• Exercise requirements:
Exactly as they appear, copy the lines of the listing from the one containing "of the horse" through the final line, both included, and nothing else.

• Stored rows:
______________________________

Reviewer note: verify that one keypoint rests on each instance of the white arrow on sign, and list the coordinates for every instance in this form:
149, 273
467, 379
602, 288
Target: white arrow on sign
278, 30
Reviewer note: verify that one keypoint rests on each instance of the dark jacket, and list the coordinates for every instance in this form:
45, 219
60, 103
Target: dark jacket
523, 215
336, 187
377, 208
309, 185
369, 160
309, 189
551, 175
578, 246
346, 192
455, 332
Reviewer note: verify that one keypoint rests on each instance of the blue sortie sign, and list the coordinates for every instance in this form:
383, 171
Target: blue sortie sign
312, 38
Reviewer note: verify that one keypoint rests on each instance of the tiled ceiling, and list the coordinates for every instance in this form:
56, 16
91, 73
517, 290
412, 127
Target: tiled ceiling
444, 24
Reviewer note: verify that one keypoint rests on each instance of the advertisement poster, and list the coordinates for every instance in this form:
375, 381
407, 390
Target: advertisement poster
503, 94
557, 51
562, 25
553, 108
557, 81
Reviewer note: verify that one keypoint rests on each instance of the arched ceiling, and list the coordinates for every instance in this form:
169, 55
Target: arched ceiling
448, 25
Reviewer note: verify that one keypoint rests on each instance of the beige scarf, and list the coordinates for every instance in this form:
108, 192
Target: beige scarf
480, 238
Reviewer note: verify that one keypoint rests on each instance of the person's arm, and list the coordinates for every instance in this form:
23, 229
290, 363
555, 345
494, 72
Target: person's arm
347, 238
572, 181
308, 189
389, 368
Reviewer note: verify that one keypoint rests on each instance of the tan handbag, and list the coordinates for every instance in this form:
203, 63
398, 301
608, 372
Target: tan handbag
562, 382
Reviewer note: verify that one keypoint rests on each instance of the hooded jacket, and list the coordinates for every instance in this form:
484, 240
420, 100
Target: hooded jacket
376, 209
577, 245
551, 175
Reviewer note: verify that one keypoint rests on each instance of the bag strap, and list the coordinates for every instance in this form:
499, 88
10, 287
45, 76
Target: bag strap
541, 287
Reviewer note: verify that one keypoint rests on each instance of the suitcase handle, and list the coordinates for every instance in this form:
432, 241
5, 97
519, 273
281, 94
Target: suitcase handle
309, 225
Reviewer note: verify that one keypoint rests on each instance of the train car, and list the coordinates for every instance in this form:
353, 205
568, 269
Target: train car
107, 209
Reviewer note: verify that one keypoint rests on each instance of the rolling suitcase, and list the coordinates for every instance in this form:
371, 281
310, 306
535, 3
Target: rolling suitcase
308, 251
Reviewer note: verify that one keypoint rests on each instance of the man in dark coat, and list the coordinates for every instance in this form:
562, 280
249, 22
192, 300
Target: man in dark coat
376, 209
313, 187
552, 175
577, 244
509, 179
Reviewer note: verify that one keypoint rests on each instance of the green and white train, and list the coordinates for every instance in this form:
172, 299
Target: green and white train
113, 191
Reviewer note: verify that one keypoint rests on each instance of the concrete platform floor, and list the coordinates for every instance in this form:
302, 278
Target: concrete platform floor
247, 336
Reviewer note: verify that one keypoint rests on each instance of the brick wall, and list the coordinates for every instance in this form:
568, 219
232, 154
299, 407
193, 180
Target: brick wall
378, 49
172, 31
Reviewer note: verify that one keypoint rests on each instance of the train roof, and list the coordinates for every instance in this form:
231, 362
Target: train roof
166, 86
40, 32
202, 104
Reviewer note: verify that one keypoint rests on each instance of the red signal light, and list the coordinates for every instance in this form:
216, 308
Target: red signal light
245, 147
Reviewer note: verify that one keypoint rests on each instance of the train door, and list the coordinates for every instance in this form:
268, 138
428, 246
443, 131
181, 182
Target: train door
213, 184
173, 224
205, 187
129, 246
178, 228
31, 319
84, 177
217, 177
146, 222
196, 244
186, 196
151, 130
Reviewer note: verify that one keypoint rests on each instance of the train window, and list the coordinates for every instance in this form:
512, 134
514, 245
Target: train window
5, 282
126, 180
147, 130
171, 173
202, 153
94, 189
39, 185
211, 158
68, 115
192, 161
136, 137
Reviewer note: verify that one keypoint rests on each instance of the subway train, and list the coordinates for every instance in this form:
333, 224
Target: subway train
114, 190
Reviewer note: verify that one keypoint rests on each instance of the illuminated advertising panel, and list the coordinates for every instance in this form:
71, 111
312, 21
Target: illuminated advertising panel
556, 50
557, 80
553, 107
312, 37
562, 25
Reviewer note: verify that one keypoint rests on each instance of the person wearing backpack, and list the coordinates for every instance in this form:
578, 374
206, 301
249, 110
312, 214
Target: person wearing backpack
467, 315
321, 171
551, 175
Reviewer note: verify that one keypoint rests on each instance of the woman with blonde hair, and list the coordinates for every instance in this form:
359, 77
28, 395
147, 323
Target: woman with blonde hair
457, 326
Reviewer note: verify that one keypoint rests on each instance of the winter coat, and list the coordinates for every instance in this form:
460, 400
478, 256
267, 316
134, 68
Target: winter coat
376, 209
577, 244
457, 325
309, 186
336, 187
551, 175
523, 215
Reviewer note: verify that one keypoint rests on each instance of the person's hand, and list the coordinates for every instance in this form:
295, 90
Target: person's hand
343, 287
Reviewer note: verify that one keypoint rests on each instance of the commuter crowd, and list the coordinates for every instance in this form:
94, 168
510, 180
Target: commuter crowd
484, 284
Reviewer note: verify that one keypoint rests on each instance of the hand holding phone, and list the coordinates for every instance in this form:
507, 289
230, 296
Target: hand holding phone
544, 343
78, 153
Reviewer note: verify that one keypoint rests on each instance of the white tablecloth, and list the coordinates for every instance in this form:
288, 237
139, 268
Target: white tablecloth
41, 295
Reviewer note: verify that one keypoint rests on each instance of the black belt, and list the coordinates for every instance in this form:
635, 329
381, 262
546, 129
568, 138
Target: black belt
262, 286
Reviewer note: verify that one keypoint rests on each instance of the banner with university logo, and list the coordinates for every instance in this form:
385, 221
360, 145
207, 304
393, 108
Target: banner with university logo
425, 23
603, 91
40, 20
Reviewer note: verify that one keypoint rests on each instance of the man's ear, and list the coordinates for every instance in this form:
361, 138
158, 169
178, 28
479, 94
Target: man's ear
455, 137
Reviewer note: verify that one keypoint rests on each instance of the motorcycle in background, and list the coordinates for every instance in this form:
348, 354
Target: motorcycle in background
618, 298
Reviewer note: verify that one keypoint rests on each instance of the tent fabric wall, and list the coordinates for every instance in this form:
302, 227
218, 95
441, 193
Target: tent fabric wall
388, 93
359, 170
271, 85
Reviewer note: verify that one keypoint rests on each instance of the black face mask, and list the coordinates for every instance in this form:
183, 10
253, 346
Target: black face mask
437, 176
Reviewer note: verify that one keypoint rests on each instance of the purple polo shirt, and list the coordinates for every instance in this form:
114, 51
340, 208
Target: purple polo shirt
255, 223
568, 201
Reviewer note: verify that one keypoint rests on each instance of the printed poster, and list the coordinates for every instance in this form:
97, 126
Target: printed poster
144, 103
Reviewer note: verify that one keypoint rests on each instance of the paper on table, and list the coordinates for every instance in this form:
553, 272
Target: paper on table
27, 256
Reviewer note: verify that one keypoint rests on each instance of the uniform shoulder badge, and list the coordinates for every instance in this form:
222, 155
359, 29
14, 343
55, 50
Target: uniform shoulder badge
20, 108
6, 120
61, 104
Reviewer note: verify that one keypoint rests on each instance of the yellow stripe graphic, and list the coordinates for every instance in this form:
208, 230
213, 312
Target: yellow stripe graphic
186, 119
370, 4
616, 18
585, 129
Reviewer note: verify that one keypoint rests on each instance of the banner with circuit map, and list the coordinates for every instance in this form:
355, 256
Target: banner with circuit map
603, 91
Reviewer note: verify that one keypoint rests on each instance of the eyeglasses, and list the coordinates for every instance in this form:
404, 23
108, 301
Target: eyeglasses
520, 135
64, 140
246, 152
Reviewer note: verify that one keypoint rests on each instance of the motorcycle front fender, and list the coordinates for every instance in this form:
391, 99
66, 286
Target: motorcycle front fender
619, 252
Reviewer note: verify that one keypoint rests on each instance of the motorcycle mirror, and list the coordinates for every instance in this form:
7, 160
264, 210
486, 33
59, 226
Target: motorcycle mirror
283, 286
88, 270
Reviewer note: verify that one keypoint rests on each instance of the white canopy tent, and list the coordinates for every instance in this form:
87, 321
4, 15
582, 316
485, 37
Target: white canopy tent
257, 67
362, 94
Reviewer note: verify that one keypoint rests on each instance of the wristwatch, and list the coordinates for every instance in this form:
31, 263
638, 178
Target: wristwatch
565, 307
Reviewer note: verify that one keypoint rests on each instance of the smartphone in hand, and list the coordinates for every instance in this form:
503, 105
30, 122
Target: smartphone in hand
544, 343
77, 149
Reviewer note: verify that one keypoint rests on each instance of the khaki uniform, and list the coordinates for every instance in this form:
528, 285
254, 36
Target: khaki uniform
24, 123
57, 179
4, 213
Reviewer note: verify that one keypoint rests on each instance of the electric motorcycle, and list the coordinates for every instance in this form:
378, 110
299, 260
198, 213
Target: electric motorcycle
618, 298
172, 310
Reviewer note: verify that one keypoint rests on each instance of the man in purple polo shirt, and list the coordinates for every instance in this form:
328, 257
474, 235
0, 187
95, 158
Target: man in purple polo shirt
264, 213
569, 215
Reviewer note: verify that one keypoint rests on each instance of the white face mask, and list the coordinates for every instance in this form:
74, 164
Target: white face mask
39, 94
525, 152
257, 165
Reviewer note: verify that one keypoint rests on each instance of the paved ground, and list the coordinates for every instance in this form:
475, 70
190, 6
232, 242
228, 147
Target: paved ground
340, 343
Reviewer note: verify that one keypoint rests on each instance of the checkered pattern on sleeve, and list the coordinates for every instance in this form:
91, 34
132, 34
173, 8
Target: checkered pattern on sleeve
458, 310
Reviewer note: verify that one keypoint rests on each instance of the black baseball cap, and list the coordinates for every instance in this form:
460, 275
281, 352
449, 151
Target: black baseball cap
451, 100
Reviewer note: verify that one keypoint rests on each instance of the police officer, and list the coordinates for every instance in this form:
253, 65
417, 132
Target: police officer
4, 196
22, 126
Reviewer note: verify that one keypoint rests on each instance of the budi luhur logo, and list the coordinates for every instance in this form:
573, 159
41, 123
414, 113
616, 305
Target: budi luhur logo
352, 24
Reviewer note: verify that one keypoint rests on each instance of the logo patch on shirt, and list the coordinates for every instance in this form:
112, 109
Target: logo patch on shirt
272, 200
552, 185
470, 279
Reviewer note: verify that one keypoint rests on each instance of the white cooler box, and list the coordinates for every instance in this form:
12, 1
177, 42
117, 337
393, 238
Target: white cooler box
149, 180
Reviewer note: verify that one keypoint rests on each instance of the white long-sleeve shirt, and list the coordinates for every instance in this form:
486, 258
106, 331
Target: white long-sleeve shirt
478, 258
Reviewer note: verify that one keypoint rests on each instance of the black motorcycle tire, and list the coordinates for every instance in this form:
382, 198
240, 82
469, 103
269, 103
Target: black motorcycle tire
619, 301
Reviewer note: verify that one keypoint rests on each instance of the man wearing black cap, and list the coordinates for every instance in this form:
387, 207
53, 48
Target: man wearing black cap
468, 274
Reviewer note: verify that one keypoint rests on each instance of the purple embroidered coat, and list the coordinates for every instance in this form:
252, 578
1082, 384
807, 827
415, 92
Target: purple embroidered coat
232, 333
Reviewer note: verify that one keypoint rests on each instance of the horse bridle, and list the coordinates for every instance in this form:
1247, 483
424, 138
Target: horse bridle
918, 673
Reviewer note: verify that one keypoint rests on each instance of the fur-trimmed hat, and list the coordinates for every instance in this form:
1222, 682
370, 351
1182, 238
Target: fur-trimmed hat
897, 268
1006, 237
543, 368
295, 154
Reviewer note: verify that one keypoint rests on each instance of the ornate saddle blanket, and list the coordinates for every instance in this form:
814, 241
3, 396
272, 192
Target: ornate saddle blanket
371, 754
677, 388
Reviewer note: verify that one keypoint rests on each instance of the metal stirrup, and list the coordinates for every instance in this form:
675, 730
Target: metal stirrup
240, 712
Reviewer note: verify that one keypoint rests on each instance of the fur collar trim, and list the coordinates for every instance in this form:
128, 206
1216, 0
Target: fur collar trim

______________________________

• Response to this task:
Reviewer note: verify that one keypoint rests on each instance of the horse bridle, and list the coordinates for every instance in this form:
1247, 483
424, 138
Target: horse bridle
918, 673
Reviewer note: verify that one keypoint rests on each instance of the fur-trimmed hat, and list the coordinates for every instance in this form:
1222, 682
370, 351
1182, 238
Target: fur-trimmed hat
897, 268
1006, 237
543, 368
295, 154
Reviewer note: verify that one keypoint rests on each instance of the ornate saddle blanket, and list the coordinates for every instance in this form:
814, 241
3, 396
272, 192
Target: ornate saddle blanket
371, 754
677, 388
Reviewer note: verify that one keypoint rests on each instance of the metal stirrup, and list the coordinates for every instance in this form:
675, 730
Target: metal stirrup
240, 712
Reviewer note: verify that one keypoint rests on each instance of the fur collar trim, and list the coordinates for every instance in this form:
128, 206
1216, 0
Target: fur collar trim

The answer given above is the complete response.